● **Extracted data entries**
╔══

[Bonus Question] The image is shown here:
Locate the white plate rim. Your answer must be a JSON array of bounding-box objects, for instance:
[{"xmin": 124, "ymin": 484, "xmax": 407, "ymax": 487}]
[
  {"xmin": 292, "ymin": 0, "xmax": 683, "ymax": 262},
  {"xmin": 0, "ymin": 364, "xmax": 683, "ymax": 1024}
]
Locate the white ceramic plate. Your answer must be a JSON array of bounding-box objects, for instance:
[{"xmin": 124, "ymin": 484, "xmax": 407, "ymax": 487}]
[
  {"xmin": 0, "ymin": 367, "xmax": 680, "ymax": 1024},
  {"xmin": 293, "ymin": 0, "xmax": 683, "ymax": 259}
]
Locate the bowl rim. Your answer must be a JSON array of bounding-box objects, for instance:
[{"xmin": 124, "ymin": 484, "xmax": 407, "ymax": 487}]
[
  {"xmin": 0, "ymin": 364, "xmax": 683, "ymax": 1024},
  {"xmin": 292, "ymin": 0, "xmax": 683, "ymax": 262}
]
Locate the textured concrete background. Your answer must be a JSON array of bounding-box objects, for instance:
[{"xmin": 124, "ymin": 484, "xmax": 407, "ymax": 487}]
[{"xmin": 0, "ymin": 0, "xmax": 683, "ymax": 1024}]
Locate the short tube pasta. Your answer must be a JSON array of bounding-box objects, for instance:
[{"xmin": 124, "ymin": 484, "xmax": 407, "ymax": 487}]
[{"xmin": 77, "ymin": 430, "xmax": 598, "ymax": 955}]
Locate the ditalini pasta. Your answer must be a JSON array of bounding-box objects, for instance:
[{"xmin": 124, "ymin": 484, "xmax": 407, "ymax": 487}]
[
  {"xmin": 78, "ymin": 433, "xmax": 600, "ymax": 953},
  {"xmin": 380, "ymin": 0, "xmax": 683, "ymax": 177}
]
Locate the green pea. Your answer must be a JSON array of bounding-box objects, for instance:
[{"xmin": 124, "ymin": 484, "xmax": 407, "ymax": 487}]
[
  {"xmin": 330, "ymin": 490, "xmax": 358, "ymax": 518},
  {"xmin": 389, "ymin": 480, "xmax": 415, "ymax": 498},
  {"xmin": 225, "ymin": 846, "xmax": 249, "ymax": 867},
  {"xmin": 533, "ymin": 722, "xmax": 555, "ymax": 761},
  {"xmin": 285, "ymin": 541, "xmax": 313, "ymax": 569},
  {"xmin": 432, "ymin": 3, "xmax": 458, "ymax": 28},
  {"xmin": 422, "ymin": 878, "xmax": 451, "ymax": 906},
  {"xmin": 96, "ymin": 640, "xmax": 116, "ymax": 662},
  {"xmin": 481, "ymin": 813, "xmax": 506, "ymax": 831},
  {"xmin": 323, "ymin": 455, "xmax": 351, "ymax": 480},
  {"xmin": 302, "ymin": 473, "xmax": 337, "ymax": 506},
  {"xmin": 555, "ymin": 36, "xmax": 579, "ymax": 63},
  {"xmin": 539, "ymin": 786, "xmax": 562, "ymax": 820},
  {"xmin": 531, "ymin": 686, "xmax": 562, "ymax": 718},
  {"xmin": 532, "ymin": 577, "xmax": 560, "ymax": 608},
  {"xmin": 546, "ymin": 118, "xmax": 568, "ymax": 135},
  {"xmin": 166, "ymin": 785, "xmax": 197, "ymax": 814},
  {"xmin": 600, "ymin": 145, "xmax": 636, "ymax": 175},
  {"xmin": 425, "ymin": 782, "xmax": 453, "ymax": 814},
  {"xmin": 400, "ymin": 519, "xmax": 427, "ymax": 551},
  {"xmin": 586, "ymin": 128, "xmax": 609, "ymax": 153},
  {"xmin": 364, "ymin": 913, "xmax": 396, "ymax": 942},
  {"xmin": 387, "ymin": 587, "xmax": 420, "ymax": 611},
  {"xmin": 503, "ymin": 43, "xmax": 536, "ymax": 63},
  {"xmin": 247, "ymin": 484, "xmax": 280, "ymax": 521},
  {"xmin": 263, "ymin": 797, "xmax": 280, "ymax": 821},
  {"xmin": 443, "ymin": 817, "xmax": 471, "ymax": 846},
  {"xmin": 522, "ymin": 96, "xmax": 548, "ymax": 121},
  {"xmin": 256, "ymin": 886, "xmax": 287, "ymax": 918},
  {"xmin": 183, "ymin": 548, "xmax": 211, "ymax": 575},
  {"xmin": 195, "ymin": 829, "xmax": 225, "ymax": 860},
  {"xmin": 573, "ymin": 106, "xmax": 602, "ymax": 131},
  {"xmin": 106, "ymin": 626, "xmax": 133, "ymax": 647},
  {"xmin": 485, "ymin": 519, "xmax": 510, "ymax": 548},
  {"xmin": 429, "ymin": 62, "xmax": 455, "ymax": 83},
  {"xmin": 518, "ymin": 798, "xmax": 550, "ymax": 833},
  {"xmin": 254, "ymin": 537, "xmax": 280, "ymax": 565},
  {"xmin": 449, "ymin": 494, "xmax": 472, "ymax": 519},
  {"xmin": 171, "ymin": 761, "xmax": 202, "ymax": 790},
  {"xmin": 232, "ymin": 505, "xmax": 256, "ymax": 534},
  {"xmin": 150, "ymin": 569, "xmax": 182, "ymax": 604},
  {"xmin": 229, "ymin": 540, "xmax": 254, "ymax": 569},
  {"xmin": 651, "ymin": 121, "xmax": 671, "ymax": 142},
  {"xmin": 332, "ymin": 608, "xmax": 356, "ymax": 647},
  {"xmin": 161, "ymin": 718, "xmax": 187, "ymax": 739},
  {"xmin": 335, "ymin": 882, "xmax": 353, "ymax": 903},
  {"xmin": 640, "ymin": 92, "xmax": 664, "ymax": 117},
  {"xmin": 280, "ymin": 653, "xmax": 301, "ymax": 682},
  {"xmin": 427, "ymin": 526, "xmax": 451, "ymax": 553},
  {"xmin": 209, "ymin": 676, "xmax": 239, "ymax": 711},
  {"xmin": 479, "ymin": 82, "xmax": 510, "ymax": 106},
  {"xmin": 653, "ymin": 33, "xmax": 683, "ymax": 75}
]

╚══

● **PROBLEM REQUIREMENTS**
Extract every line of the records above that contains the string "JSON", matching case exactly.

● **SOLUTION FOR THIS EXERCISE**
Locate the white plate rim. Your answer must be a JSON array of bounding-box objects, for instance:
Locate the white ceramic plate. Your answer must be a JSON array of bounding-box objects, for instance:
Locate the bowl rim. Your answer must be a JSON array of bounding-box objects, for instance:
Locate the textured concrete background. Your answer must be a JSON array of bounding-box objects, for instance:
Locate the short tube pasta. Your answer must be a JSON array of bounding-box objects, for instance:
Locate the ditalini pasta. Your answer must be a JSON array of bounding-box objects, for instance:
Locate the green pea. Your answer must be a JSON array of bounding-box objects, for instance:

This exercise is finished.